### EXERCISE GOAL
From the listing below, copy out every line where the word "dense" appears.

### RECORDS FOR THE TASK
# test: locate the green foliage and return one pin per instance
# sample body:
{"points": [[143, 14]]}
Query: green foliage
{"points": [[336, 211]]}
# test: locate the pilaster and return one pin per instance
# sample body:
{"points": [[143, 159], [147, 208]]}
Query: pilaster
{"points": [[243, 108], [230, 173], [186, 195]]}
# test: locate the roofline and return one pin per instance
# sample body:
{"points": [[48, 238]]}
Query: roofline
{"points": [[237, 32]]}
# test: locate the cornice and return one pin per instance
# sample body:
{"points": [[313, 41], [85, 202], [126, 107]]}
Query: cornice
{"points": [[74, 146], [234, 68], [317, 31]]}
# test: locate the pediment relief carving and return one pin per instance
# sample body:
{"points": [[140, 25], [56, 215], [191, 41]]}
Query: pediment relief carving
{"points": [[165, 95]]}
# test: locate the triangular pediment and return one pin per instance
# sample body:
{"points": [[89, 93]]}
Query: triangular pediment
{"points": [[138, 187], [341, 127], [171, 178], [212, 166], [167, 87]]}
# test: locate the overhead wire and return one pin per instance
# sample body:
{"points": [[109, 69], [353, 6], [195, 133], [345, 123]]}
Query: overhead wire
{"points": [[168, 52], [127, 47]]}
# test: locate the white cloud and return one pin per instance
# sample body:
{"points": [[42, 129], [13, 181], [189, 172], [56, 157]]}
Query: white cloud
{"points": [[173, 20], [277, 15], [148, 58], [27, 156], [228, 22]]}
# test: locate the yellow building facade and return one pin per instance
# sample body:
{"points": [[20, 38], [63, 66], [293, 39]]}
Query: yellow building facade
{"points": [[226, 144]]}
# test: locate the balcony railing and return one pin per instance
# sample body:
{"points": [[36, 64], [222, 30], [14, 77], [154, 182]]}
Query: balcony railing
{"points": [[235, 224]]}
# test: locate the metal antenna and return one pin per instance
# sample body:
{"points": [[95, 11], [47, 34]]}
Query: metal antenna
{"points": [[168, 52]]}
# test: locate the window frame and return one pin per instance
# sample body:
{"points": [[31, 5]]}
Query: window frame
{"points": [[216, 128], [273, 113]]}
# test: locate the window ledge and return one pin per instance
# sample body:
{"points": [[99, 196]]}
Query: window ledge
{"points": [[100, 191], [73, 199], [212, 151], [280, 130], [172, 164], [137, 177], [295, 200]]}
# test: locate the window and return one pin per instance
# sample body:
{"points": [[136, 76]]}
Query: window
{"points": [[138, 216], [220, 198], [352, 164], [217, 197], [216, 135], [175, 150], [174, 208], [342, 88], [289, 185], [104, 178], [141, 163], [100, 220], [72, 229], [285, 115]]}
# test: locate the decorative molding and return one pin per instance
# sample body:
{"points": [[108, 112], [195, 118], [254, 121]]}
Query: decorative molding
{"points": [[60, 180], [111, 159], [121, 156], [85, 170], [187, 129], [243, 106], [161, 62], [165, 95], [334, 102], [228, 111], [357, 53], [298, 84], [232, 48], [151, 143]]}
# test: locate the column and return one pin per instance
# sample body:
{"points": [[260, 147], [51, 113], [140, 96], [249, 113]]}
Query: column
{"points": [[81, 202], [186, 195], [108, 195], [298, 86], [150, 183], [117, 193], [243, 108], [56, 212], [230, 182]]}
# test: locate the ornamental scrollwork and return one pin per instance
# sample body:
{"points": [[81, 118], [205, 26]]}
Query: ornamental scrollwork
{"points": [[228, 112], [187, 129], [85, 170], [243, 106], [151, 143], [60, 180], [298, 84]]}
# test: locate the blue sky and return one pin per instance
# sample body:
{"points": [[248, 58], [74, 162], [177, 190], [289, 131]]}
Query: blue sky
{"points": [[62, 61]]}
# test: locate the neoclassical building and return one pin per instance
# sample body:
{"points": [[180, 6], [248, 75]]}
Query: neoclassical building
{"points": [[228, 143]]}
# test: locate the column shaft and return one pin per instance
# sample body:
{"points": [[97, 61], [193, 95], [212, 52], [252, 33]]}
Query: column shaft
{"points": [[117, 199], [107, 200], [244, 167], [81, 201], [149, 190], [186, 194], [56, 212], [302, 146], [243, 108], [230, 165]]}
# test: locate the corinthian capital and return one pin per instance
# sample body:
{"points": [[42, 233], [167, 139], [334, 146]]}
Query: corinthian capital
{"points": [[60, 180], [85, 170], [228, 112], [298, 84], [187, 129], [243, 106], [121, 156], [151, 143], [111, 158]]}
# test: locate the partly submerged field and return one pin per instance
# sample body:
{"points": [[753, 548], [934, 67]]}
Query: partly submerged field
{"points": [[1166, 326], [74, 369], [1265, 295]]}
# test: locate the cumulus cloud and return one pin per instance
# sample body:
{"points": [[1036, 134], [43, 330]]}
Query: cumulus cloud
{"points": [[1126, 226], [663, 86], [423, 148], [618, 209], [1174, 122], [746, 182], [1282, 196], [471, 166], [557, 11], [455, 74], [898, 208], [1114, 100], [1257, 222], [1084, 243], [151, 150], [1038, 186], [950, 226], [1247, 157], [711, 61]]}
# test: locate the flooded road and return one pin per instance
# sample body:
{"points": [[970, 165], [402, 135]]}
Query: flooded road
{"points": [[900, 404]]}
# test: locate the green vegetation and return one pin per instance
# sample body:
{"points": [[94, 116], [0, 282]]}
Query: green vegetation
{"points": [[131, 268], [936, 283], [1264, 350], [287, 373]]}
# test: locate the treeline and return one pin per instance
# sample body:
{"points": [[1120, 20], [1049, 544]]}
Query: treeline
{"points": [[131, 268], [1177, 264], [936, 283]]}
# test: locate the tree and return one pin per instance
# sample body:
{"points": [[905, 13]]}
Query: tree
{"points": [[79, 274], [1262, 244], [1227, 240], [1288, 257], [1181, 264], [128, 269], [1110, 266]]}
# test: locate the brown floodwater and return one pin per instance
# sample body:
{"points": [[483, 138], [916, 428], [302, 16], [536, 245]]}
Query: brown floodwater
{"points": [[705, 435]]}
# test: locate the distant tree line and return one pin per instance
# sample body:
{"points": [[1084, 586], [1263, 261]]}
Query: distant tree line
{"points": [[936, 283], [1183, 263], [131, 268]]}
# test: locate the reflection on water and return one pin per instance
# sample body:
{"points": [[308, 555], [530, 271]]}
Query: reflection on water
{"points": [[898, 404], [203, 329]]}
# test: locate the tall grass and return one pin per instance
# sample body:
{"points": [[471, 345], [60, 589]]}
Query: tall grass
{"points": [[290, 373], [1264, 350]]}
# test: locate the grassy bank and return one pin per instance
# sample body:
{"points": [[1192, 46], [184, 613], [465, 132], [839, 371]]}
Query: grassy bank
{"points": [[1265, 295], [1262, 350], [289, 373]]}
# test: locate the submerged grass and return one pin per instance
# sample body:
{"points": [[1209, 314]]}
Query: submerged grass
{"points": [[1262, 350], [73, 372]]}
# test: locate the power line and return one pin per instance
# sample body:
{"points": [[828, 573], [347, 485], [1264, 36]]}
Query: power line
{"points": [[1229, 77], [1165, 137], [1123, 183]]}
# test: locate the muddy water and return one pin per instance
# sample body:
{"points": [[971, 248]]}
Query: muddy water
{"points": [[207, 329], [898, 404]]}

--

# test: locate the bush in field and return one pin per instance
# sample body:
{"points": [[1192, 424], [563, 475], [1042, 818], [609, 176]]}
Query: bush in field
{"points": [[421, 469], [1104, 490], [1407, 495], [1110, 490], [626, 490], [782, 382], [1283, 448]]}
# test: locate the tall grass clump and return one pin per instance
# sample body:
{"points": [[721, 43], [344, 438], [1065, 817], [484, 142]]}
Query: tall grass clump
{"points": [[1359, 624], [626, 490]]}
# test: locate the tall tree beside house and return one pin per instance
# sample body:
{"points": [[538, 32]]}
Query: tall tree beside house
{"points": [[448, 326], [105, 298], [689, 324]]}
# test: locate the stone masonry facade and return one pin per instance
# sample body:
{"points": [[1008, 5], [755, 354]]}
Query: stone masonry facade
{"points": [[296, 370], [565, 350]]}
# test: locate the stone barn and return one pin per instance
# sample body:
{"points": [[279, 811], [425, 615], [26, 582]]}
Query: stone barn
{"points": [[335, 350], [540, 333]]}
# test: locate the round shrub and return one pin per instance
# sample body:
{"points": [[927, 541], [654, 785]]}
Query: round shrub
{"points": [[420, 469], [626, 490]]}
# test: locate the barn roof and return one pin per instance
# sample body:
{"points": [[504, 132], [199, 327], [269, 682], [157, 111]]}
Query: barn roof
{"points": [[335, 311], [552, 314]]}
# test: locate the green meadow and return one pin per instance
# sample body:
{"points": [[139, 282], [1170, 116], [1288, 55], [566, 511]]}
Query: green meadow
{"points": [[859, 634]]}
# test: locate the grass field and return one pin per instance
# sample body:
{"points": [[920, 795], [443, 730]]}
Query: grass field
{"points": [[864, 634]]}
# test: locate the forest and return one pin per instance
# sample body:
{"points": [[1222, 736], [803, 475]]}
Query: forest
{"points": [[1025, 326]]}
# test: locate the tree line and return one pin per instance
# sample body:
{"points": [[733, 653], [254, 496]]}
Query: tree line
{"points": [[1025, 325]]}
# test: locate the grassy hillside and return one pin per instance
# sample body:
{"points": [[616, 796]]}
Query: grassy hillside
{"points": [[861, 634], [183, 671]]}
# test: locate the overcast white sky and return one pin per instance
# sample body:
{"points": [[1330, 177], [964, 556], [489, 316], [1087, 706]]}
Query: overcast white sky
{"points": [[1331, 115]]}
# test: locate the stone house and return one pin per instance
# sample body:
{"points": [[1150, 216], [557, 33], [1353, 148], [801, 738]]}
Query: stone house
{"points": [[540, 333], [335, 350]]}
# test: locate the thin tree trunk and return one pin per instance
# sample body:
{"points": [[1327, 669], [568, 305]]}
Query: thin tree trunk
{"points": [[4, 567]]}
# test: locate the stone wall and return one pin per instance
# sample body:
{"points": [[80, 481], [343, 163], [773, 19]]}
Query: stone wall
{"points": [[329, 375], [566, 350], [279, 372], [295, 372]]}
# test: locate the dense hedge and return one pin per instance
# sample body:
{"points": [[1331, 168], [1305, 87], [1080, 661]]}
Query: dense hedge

### ANSWER FOR THE TASK
# test: locate the dense hedge and return one pin per instance
Query: dense hedge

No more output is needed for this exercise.